## WHAT IS REQUIRED:
Copy every line of the records below word for word, omitting the pictures.

─── DATA PROVIDED ───

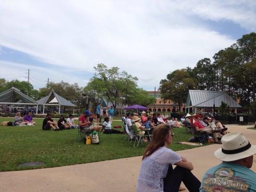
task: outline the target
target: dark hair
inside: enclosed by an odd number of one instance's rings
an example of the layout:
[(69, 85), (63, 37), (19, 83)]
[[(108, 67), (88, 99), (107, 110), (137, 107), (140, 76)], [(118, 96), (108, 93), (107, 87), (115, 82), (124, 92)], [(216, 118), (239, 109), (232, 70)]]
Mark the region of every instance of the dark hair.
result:
[(152, 140), (146, 147), (142, 159), (150, 156), (158, 148), (164, 146), (165, 141), (169, 136), (170, 125), (168, 123), (161, 123), (154, 129)]
[(127, 113), (127, 117), (130, 116), (130, 115), (132, 115), (132, 116), (134, 115), (134, 113), (133, 113), (132, 112), (131, 112), (130, 113)]

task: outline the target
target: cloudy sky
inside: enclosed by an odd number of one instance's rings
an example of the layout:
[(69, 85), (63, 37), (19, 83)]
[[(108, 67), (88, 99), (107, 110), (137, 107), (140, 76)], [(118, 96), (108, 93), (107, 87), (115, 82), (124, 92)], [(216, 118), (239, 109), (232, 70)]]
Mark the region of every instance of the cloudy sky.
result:
[(84, 86), (103, 63), (153, 90), (256, 31), (255, 0), (0, 0), (0, 78)]

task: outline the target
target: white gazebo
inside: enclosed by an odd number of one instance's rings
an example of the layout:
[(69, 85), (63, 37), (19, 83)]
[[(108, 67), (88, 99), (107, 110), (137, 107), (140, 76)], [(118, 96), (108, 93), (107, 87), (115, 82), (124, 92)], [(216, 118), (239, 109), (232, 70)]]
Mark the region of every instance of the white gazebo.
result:
[[(52, 98), (50, 101), (48, 102), (48, 100), (50, 98)], [(52, 90), (49, 95), (48, 96), (45, 96), (41, 99), (37, 101), (37, 102), (41, 105), (43, 106), (43, 113), (45, 113), (45, 107), (46, 106), (54, 106), (59, 107), (59, 114), (61, 113), (61, 107), (73, 107), (73, 114), (74, 112), (74, 108), (76, 108), (77, 106), (70, 101), (67, 100), (62, 96), (59, 96), (53, 90)]]

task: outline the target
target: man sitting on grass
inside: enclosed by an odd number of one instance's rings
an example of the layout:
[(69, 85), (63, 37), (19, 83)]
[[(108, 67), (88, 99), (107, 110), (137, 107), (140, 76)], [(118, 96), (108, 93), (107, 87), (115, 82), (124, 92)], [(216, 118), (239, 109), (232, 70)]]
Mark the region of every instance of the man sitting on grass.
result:
[(59, 128), (56, 121), (51, 119), (50, 113), (47, 113), (46, 118), (43, 121), (43, 130), (49, 130), (52, 129), (54, 131), (61, 131)]
[(61, 130), (70, 129), (70, 126), (67, 123), (67, 121), (63, 115), (61, 115), (61, 118), (58, 121), (58, 126)]
[(90, 126), (92, 124), (92, 122), (89, 121), (88, 119), (90, 115), (91, 115), (90, 112), (88, 110), (86, 110), (85, 111), (85, 113), (79, 117), (78, 119), (78, 125), (80, 128), (81, 131), (85, 133), (92, 132), (94, 131), (99, 132), (100, 127), (93, 127)]
[(123, 131), (116, 130), (112, 129), (111, 123), (110, 122), (110, 118), (106, 117), (104, 118), (104, 122), (102, 124), (102, 128), (100, 132), (103, 132), (105, 134), (123, 134)]
[(250, 169), (256, 145), (241, 132), (228, 133), (221, 141), (214, 155), (222, 162), (206, 171), (200, 191), (256, 192), (256, 173)]
[(74, 122), (73, 115), (69, 114), (69, 117), (67, 120), (67, 123), (70, 126), (71, 129), (77, 129), (79, 126)]
[(35, 125), (36, 122), (33, 121), (33, 117), (31, 115), (31, 112), (28, 112), (27, 115), (25, 115), (24, 117), (24, 121), (25, 121), (27, 125), (29, 125), (28, 123), (31, 123), (32, 125)]

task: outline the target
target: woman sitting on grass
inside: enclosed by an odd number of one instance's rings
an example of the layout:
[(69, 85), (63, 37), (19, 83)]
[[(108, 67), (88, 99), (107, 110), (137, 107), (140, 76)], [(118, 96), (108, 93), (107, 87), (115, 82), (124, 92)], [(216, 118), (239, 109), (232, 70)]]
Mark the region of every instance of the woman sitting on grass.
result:
[(102, 128), (101, 128), (101, 130), (100, 130), (100, 132), (102, 131), (103, 132), (103, 133), (105, 134), (123, 134), (124, 133), (123, 131), (119, 131), (112, 129), (109, 117), (106, 117), (104, 118), (104, 122), (102, 124)]
[[(199, 191), (200, 182), (191, 172), (192, 164), (168, 148), (174, 135), (170, 127), (162, 123), (153, 131), (142, 158), (137, 192), (178, 192), (182, 181), (190, 192)], [(172, 165), (177, 166), (174, 169)]]
[(14, 117), (14, 122), (13, 122), (14, 125), (24, 125), (27, 124), (26, 121), (23, 121), (23, 118), (21, 117), (21, 115), (20, 112), (18, 112), (16, 114), (16, 116)]

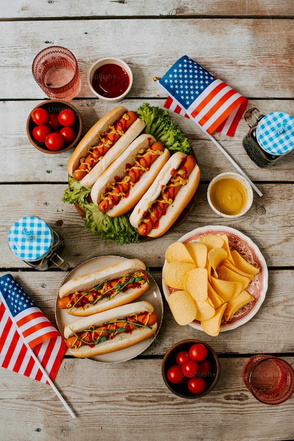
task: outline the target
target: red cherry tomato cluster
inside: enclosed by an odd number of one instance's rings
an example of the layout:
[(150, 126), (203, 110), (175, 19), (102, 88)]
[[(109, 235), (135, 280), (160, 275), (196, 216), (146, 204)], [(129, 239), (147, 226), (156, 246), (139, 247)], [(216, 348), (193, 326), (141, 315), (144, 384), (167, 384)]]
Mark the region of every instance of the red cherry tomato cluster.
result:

───

## WORKED SOLUTION:
task: outline the target
target: dark hair
inside: enclosed by an odd number of one instance's rings
an example of the layout:
[(69, 85), (63, 37), (19, 83)]
[[(108, 67), (88, 99), (107, 110), (137, 107), (140, 76)], [(118, 96), (108, 93), (107, 87), (115, 82), (124, 92)], [(216, 118), (239, 109), (232, 70)]]
Mark the region of every instance of the dark hair.
result:
[(152, 140), (146, 147), (142, 159), (150, 156), (158, 148), (164, 146), (165, 141), (169, 136), (170, 125), (168, 123), (161, 123), (154, 129)]
[(127, 113), (127, 117), (130, 116), (130, 115), (132, 115), (132, 116), (134, 115), (134, 113), (133, 113), (132, 112), (131, 112), (130, 113)]

task: outline the target
target: cloudy sky
inside: enclosed by an odd number of one instance's rings
an example of the layout:
[(69, 85), (63, 37), (19, 83)]
[[(108, 67), (88, 99), (107, 110), (137, 107), (140, 76)], [(118, 96), (108, 93), (107, 87), (115, 82), (124, 92)], [(216, 118), (239, 109), (232, 70)]]
Mark the region of every instance of the cloudy sky.
result:
[(84, 86), (103, 63), (153, 90), (256, 31), (255, 0), (0, 0), (0, 78)]

task: outline the target
target: white gazebo
inside: enclosed by an odd number of one instance's rings
an example of the layout:
[(69, 85), (63, 37), (19, 83)]
[[(108, 67), (88, 99), (107, 110), (137, 107), (140, 76)], [(118, 96), (108, 93), (107, 87), (115, 82), (124, 92)], [(216, 118), (239, 109), (232, 70)]]
Mark the region of every instance of the white gazebo.
result:
[[(52, 98), (50, 101), (48, 102), (48, 100), (50, 98)], [(52, 90), (49, 95), (48, 96), (45, 96), (41, 99), (37, 101), (37, 102), (41, 105), (43, 106), (43, 113), (45, 113), (45, 107), (46, 106), (54, 106), (59, 107), (59, 114), (61, 113), (61, 107), (73, 107), (73, 114), (74, 112), (74, 108), (76, 108), (77, 106), (70, 101), (67, 100), (62, 96), (59, 96), (53, 90)]]

task: outline the target
target: man sitting on grass
inside: enclosed by an odd number of one instance's rings
an example of the layout:
[(69, 85), (63, 37), (19, 83)]
[[(108, 67), (88, 99), (107, 110), (137, 107), (140, 76)], [(118, 96), (108, 93), (107, 87), (115, 82), (124, 92)], [(216, 118), (239, 109), (232, 70)]]
Mark the region of every instance of the man sitting on grass.
result:
[(59, 128), (56, 121), (51, 119), (50, 113), (47, 113), (46, 118), (43, 121), (43, 130), (49, 130), (52, 129), (54, 131), (61, 131)]
[(61, 130), (70, 129), (70, 126), (67, 123), (67, 121), (63, 115), (61, 115), (61, 118), (58, 121), (58, 126)]
[(90, 126), (92, 124), (92, 122), (89, 121), (88, 119), (90, 115), (91, 115), (90, 112), (88, 110), (86, 110), (85, 111), (85, 113), (79, 117), (78, 119), (78, 125), (80, 128), (81, 131), (85, 133), (92, 132), (94, 131), (99, 132), (100, 127), (93, 127)]
[(123, 131), (116, 130), (112, 129), (111, 123), (110, 122), (110, 118), (106, 117), (104, 118), (104, 122), (102, 124), (102, 128), (100, 132), (103, 132), (105, 134), (123, 134)]
[(250, 169), (256, 145), (241, 132), (228, 133), (221, 141), (214, 155), (222, 162), (206, 171), (200, 191), (256, 192), (256, 173)]
[(74, 122), (73, 115), (69, 114), (69, 117), (67, 120), (67, 123), (70, 126), (71, 129), (77, 129), (79, 126)]
[(35, 125), (36, 122), (33, 121), (33, 117), (31, 115), (31, 112), (28, 112), (27, 115), (25, 115), (24, 117), (24, 121), (25, 121), (27, 125), (29, 125), (28, 123), (31, 123), (32, 125)]

task: outline the target
target: woman sitting on grass
inside: enclosed by an odd number of one instance's rings
an example of the layout:
[(69, 85), (63, 37), (19, 83)]
[[(108, 67), (88, 99), (107, 110), (137, 107), (140, 76)], [(118, 96), (108, 93), (107, 87), (115, 82), (124, 92)], [(216, 118), (239, 109), (232, 70)]]
Mark the region of every instance of the woman sitting on grass.
result:
[(102, 128), (101, 128), (101, 130), (100, 130), (100, 132), (102, 131), (103, 132), (103, 133), (105, 134), (123, 134), (124, 133), (123, 131), (119, 131), (112, 129), (109, 117), (106, 117), (104, 118), (104, 122), (102, 124)]
[[(199, 191), (200, 182), (191, 172), (192, 164), (168, 148), (174, 135), (170, 127), (162, 123), (153, 131), (142, 158), (137, 192), (178, 192), (182, 181), (190, 192)], [(172, 165), (177, 166), (174, 169)]]
[(14, 117), (14, 122), (13, 122), (14, 125), (24, 125), (27, 124), (26, 121), (23, 121), (23, 118), (21, 117), (21, 115), (20, 112), (18, 112), (16, 114), (16, 116)]

task: outline the target
target: red cherry tomato cluster
inside: enclosed by an odd number of one instance's rings
an example of the layout:
[(150, 126), (203, 110), (175, 19), (102, 88)]
[[(109, 235), (135, 280), (160, 275), (196, 216), (146, 204)], [(129, 239), (147, 226), (156, 246), (139, 247)], [(216, 348), (193, 326), (141, 315), (144, 384), (167, 384)]]
Mark the region of every instance of the red cherry tomato cluster.
result:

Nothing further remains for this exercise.